[Information provided start]
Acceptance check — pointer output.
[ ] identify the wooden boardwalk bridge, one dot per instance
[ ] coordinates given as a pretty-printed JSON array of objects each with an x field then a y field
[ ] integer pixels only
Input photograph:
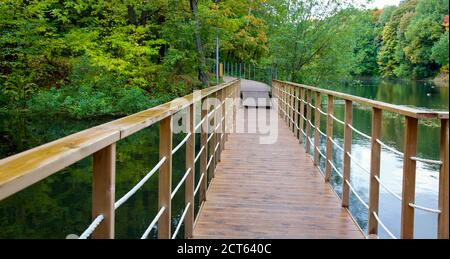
[Information provided end]
§ **Required task**: Write out every line of the rows above word for word, omitting the picture.

§ **Task response**:
Acceptance check — pointer output.
[ ] identify the wooden boardwalk bridge, one dot per instance
[ ] coordinates given as a pretty-printed JSON array of objects each with an x field then a y field
[ ] integer pixels only
Input photograph:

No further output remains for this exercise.